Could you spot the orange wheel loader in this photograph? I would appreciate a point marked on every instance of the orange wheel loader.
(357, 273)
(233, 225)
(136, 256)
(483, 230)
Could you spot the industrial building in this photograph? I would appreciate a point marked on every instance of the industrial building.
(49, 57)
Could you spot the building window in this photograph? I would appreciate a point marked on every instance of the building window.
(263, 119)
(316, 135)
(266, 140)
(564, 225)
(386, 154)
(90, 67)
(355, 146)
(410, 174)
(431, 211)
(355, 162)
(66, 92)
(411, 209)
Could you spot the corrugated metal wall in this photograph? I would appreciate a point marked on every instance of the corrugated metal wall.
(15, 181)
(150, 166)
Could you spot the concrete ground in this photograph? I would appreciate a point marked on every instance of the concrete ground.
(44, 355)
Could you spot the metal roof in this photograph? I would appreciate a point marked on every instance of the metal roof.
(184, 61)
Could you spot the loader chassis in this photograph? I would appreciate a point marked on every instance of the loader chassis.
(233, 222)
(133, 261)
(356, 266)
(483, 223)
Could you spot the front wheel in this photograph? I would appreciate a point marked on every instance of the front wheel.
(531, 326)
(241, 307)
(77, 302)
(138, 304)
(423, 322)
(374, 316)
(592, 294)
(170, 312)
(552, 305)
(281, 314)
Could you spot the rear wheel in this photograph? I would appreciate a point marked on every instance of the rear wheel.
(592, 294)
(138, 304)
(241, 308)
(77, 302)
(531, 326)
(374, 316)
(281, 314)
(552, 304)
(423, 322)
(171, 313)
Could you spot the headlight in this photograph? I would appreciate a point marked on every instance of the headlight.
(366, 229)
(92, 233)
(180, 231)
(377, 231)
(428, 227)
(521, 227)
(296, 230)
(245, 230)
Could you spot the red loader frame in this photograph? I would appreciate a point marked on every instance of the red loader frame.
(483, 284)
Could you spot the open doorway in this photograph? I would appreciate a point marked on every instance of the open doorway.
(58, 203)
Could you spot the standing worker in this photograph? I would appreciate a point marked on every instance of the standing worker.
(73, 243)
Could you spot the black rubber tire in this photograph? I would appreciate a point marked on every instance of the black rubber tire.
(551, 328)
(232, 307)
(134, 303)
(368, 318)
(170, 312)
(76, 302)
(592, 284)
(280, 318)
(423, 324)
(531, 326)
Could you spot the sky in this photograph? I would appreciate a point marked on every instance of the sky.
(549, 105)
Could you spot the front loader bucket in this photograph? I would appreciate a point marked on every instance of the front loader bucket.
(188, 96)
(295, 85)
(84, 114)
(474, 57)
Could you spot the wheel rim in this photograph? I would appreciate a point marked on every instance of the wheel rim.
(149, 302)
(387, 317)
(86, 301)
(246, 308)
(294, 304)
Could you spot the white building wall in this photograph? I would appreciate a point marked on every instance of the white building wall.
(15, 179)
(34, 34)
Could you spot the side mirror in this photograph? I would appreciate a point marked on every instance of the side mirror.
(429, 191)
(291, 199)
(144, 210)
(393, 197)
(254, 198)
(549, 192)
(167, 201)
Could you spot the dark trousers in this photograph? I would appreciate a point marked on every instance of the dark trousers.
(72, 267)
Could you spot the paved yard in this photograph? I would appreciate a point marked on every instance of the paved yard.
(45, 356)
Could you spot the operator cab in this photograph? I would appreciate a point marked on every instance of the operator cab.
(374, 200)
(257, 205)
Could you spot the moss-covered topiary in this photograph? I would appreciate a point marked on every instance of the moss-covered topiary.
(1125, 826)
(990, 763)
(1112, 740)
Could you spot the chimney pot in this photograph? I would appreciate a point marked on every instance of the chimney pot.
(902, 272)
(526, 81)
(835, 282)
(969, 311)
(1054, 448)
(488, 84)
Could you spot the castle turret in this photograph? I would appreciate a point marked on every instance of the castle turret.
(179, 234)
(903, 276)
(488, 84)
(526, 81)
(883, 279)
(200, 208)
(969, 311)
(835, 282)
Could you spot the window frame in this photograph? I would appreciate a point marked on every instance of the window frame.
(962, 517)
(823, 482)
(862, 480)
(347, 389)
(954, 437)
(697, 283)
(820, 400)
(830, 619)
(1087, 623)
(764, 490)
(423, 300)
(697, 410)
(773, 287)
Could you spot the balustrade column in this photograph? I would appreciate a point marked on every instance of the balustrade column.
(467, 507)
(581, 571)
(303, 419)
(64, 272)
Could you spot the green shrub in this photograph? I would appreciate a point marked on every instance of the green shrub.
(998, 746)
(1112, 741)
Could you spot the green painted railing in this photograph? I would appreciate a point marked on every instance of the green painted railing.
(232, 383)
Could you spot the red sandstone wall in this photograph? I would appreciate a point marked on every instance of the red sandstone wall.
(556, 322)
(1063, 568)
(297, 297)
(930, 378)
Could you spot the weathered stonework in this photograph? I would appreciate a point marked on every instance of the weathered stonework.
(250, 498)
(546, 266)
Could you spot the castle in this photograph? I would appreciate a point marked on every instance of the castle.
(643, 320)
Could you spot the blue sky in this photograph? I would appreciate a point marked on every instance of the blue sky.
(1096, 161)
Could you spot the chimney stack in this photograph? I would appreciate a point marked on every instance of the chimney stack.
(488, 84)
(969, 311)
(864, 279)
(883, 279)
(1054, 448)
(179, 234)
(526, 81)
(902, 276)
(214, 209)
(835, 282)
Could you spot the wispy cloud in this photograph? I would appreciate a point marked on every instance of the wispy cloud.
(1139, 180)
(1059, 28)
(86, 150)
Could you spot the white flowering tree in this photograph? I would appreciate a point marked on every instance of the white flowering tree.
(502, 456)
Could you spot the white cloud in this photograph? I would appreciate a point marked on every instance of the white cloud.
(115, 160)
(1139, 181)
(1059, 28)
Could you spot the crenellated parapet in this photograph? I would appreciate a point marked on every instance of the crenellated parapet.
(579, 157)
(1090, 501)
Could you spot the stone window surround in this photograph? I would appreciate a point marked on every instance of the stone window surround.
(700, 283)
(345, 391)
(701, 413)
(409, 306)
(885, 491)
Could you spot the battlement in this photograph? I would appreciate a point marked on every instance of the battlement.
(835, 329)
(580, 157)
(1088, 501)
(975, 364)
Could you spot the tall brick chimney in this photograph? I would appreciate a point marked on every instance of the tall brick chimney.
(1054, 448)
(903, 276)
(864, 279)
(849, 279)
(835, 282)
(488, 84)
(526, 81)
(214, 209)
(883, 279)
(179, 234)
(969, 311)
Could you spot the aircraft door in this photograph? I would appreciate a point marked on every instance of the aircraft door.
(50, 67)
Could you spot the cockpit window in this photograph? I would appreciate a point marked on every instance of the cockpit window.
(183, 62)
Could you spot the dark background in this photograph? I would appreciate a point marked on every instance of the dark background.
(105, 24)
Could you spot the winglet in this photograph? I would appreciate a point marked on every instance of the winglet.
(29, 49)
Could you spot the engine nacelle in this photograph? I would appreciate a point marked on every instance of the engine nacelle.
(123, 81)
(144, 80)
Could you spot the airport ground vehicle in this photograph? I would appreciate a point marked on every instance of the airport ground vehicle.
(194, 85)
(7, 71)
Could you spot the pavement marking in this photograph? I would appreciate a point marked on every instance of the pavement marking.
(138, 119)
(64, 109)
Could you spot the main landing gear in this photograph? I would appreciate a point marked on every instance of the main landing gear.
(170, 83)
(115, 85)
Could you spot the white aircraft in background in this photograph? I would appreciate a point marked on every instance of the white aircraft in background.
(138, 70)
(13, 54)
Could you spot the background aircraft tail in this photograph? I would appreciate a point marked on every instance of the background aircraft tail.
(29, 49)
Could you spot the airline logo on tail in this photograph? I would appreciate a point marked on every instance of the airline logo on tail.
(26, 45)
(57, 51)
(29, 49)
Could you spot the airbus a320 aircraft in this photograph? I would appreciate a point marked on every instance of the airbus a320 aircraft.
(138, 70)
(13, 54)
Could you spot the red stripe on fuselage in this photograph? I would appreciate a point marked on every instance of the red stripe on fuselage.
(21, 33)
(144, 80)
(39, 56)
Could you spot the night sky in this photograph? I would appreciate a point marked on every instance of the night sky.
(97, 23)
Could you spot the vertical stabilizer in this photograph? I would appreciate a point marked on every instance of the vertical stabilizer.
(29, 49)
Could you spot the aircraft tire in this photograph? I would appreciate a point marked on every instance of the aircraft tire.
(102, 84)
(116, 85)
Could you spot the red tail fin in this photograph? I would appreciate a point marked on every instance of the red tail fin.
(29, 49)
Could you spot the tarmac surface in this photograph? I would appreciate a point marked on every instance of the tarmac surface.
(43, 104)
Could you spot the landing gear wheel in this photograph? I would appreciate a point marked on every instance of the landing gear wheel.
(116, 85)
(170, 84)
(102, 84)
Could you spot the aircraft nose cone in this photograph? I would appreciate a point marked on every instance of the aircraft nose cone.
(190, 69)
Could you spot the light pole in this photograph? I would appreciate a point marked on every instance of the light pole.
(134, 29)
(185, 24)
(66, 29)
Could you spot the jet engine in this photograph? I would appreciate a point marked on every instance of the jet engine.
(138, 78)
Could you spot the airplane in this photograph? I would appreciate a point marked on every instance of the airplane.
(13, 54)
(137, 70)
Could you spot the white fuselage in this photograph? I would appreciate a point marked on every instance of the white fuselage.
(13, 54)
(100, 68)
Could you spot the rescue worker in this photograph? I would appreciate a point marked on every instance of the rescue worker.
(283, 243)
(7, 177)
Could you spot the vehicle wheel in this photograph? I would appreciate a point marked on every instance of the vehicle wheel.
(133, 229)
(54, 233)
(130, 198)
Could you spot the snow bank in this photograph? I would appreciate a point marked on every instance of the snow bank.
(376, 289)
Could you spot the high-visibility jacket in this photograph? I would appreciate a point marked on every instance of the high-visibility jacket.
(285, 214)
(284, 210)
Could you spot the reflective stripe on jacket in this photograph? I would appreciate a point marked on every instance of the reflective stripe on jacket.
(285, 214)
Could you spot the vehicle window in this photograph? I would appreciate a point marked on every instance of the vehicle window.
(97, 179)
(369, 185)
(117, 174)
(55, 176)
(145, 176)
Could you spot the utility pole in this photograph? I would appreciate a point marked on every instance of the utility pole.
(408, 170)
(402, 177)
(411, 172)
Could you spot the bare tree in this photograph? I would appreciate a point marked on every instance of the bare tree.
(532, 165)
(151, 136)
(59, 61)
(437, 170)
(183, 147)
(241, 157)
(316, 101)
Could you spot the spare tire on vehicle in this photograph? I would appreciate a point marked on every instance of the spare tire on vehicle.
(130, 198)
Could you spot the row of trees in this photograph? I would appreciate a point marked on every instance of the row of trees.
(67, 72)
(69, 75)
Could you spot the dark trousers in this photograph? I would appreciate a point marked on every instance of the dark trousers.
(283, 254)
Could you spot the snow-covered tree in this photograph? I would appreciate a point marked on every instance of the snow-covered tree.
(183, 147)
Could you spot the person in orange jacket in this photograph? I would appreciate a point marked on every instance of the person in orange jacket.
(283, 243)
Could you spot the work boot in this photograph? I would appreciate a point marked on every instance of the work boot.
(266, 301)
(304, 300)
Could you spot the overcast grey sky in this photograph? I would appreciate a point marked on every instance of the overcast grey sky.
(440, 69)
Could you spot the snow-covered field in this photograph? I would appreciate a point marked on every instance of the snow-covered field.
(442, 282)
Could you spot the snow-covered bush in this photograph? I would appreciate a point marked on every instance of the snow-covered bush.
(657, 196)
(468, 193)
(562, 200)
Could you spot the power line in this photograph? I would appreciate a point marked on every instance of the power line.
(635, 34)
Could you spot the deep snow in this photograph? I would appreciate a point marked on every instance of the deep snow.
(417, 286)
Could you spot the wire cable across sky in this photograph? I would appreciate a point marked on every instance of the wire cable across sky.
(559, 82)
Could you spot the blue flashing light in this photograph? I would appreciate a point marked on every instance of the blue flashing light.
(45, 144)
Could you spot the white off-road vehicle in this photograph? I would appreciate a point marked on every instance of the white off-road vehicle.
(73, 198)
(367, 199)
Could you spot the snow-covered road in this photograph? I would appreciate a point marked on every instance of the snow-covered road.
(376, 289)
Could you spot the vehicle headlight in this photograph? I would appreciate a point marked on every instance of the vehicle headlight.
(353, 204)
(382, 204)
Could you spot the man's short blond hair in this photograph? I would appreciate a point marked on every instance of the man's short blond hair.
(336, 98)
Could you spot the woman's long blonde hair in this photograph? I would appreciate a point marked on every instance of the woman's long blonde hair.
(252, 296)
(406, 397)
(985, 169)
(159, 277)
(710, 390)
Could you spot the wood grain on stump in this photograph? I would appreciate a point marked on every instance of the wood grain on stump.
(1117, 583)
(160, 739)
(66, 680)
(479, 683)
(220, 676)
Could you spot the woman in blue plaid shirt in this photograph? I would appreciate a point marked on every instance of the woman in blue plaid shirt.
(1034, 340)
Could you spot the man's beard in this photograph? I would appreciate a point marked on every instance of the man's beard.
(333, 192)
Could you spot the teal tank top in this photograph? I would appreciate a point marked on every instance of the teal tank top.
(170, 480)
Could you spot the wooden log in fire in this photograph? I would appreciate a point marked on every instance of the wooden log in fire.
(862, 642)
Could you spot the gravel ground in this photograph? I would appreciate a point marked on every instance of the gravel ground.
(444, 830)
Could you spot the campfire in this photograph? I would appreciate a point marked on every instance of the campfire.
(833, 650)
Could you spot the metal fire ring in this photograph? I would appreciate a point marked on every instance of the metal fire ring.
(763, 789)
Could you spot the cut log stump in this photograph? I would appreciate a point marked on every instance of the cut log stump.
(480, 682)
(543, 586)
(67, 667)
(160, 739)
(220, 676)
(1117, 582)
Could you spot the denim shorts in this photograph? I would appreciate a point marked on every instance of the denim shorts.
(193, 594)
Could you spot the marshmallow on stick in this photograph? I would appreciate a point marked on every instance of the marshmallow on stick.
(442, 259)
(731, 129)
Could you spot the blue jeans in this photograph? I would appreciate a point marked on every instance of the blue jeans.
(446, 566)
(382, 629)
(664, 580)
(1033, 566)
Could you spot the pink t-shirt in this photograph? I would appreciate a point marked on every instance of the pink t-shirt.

Required work: Print from the line containing "Could you spot the denim" to the last line above, exactly as written.

Final answer:
Could you spot the denim shorts in this photograph? I would appreciate a point marked on every instance of the denim shorts.
(193, 594)
Could you spot the marshmallow on stick in this photograph? I would appreciate a point marked on every instance of the marshmallow on stick.
(442, 259)
(731, 129)
Could you spot the blue jeans in this photograph? I would appreciate a point marked on every instance of the blue jeans.
(446, 566)
(382, 629)
(664, 580)
(1033, 566)
Could you spot the pink t-shirt in this photograph? I would appreciate a point marked on every instance of the pink t-shirt.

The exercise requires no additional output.